▶ **WHAT THIS TASK INVOLVES**: Reproduce the listing below line for line, with no changes to wording or order.

▶ **SUPPLIED MATERIAL**:
-------

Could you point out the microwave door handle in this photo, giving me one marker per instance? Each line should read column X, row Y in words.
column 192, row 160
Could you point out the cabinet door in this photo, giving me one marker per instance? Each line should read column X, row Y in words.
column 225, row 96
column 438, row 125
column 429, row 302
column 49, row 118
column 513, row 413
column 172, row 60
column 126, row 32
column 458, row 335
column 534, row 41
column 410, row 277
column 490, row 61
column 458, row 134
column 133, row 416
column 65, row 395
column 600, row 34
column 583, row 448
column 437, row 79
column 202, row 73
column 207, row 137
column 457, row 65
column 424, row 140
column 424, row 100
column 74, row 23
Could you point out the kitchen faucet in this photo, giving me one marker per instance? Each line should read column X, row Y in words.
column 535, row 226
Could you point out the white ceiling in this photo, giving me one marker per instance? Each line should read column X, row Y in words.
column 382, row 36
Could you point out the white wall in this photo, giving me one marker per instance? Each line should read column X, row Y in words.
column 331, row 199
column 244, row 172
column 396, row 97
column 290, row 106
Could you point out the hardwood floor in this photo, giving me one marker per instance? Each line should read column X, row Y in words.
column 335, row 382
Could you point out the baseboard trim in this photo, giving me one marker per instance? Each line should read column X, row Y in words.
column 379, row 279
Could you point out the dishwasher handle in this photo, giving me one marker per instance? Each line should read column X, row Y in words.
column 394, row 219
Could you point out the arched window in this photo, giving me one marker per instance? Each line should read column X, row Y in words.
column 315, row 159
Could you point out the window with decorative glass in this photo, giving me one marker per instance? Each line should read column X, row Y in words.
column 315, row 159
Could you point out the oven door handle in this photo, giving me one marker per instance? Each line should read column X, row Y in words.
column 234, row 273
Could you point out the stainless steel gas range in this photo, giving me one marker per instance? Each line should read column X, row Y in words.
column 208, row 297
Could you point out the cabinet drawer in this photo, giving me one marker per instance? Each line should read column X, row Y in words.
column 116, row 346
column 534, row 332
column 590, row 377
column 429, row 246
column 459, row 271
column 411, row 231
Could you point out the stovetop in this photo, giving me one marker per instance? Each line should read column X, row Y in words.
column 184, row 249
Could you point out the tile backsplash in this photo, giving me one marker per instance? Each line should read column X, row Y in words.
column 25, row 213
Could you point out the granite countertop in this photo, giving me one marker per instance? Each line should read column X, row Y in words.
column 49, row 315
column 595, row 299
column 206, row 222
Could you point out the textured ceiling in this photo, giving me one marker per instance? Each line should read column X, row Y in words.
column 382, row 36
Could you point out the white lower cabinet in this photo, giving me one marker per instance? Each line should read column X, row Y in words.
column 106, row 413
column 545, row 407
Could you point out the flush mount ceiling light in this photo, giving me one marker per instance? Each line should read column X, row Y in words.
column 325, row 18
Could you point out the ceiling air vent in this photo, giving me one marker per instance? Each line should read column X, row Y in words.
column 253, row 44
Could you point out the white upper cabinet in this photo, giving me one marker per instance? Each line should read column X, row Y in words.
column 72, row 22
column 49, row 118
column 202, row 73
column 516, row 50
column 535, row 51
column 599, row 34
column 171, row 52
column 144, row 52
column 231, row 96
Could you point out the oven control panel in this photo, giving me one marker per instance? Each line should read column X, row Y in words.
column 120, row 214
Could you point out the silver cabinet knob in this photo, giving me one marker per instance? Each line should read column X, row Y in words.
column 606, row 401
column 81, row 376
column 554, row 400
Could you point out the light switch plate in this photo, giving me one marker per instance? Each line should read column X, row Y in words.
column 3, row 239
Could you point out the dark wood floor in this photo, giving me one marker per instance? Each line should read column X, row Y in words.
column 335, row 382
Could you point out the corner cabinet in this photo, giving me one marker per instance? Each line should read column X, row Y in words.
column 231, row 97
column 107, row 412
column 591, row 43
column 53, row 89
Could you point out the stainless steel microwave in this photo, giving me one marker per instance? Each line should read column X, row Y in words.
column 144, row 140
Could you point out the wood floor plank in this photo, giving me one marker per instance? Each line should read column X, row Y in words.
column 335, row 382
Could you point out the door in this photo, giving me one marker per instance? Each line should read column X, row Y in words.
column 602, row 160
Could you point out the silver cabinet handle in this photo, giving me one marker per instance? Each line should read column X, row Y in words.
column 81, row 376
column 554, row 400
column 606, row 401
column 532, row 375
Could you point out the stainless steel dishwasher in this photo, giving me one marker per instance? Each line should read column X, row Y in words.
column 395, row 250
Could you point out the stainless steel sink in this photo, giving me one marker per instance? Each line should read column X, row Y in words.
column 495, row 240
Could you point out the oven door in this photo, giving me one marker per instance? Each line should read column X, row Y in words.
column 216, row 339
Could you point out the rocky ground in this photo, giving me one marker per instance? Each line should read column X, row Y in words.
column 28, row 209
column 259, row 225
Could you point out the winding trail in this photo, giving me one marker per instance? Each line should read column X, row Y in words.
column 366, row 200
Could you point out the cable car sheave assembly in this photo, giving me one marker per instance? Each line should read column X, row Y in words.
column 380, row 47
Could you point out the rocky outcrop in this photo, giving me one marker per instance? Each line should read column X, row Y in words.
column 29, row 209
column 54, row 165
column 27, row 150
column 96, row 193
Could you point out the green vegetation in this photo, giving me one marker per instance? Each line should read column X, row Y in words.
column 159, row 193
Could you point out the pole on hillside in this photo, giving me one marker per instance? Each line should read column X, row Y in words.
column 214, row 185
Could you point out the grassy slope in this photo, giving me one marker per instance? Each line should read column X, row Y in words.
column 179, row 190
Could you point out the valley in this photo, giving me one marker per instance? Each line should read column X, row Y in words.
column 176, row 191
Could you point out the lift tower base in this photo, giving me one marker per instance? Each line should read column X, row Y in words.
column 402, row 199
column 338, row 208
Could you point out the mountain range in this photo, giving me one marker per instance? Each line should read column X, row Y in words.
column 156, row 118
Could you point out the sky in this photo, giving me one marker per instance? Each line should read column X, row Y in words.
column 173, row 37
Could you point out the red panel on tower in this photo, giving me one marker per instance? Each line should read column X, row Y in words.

-------

▶ **OUTPUT FOR THIS EXERCISE**:
Could you point out the microwave door handle in this photo, giving me one marker per instance? Each line should read column X, row Y in words.
column 192, row 160
Could you point out the cabinet door in this photo, giving me one marker per instance? Each line should read column X, row Y in words.
column 225, row 96
column 438, row 125
column 429, row 302
column 49, row 118
column 513, row 413
column 172, row 60
column 126, row 32
column 458, row 335
column 534, row 41
column 410, row 277
column 490, row 61
column 458, row 134
column 133, row 416
column 65, row 395
column 600, row 34
column 583, row 448
column 437, row 79
column 202, row 73
column 207, row 137
column 457, row 65
column 424, row 140
column 424, row 100
column 74, row 23
Could you point out the kitchen faucet in this photo, giving me one marker per instance? Each line should read column X, row Y in words.
column 535, row 226
Could you point out the white ceiling in this photo, giving me one marker per instance? Each line should read column X, row Y in words.
column 382, row 36
Could you point out the white wall in this photo, giving me one marker per instance? Each line should read column X, row Y in words.
column 331, row 199
column 244, row 172
column 396, row 97
column 290, row 106
Could you point out the hardwood floor in this photo, giving me one marker per instance? Each line should read column X, row Y in words.
column 335, row 382
Could you point out the baseboard trim in this photo, giving me one marker per instance? Each line should read column X, row Y in words.
column 379, row 279
Could you point out the dishwasher handle in this photo, giving me one marker per instance? Each line should read column X, row Y in words.
column 394, row 219
Could you point out the arched window in this photo, giving me one marker per instance? Each line should read column X, row Y in words.
column 315, row 159
Could you point out the window with decorative glass in this photo, giving me one marker per instance? Each line should read column X, row Y in words.
column 315, row 159
Could you point out the oven door handle in this photo, giving me one marker per instance? Each line should read column X, row Y in words.
column 234, row 273
Could you point out the stainless steel gas range in this photo, giving me one marker per instance? Each line should read column X, row Y in words.
column 208, row 297
Could you point out the cabinet drawer in this photo, giving me one marker per instance? Each line should read column X, row Y in words.
column 116, row 346
column 534, row 332
column 590, row 377
column 429, row 246
column 459, row 271
column 411, row 231
Could you point out the stovetop in this photo, giving me one marker per instance? Each line should read column X, row Y in words.
column 184, row 249
Could you point out the tile backsplash in this photo, giving me one marker per instance? Each line should read column X, row Y in words.
column 25, row 213
Could you point out the granite countertop in this photo, giving me one marker per instance? Each line should read column X, row Y in words.
column 49, row 315
column 595, row 299
column 206, row 222
Could you point out the textured ceiling in this photo, giving me one marker per instance? Each line should read column X, row Y in words.
column 382, row 36
Could you point out the white lower cabinet in this photo, giving me one marker per instance? Each line should read column X, row Y in words.
column 106, row 413
column 545, row 407
Could you point out the flush mount ceiling light in this photo, giving me one marker per instance? Each line should read column X, row Y in words.
column 325, row 18
Could you point out the ceiling air vent in this photo, giving me one marker per instance? Each line should read column X, row Y in words.
column 253, row 44
Could you point out the white upper cabinet in this photo, giving me one marker per instance? Each line should read column X, row Y in words.
column 72, row 22
column 49, row 118
column 202, row 73
column 516, row 50
column 535, row 51
column 599, row 34
column 171, row 52
column 144, row 52
column 231, row 96
Could you point out the oven control panel in this photo, giving me one marker per instance? Each line should read column X, row Y in words.
column 120, row 214
Could you point out the silver cabinet knob in this photo, giving me one marker per instance? Each line should read column X, row Y in words.
column 606, row 401
column 81, row 376
column 554, row 400
Could you point out the light switch plate in this photo, giving me one marker per instance? Each line should read column X, row Y in words.
column 3, row 239
Could you point out the dark wood floor in this photo, giving me one marker per instance? Each line should read column X, row Y in words.
column 335, row 382
Could you point out the corner cabinet in this photo, giving me one marker per instance? Each line should read column X, row Y in words.
column 231, row 97
column 107, row 412
column 591, row 43
column 53, row 89
Could you point out the stainless steel microwave in this photo, giving me one marker per instance? Each line should read column X, row Y in words.
column 144, row 140
Could you point out the wood floor plank in this photo, giving me one marker per instance? Each line should read column X, row Y in words.
column 335, row 382
Could you point out the door in this photo, giving me one marker per instance? Each line should read column X, row Y in words.
column 602, row 160
Could you point out the silver cabinet handle in this photo, giving me one marker per instance? Each line should read column X, row Y in words.
column 81, row 376
column 554, row 400
column 606, row 401
column 532, row 375
Could you point out the stainless steel dishwasher in this photo, giving me one marker per instance? Each line should read column X, row Y in words.
column 395, row 250
Could you point out the stainless steel sink in this photo, giving me one marker per instance? Each line should read column X, row Y in words.
column 495, row 240
Could you point out the oven door in this photo, giving me one marker per instance? Each line should read column X, row Y in words.
column 216, row 339
Could you point out the rocky ground in this photo, giving me one marker per instance? Each line should read column X, row Y in words.
column 28, row 209
column 259, row 225
Could you point out the winding trail in this photo, giving me one marker per instance? Each line should read column X, row Y in words.
column 366, row 200
Could you point out the cable car sheave assembly in this photo, giving me one marker per instance? Each line should read column X, row Y in words.
column 380, row 47
Could you point out the rocky outcrop in this photo, giving me one marker per instance? Each line should read column X, row Y in words.
column 29, row 209
column 54, row 165
column 27, row 150
column 96, row 193
Could you point out the green vegetation in this photo, giving me one marker per instance? Each line should read column X, row Y in words.
column 159, row 193
Could you point out the pole on hillside in this photo, giving me one marker per instance? Each line should read column X, row Y in words.
column 214, row 185
Could you point out the grassy slope in this photo, giving me one marker per instance? Each line should read column X, row Y in words.
column 179, row 190
Could you point out the valley in this photo, giving me one marker per instance? Each line should read column X, row Y in words.
column 176, row 191
Could you point out the lift tower base in this photo, giving me one marker per instance? Each line should read column X, row Y in words.
column 402, row 199
column 338, row 208
Could you point out the mountain range in this photo, giving me one marker per instance? Each line should read column X, row Y in words.
column 156, row 118
Could you point out the sky in this photo, giving me one marker per instance? Each line should read column X, row Y in words.
column 173, row 37
Could you point out the red panel on tower in this photo, giving me one marker per instance? Each line should read column X, row Y in words.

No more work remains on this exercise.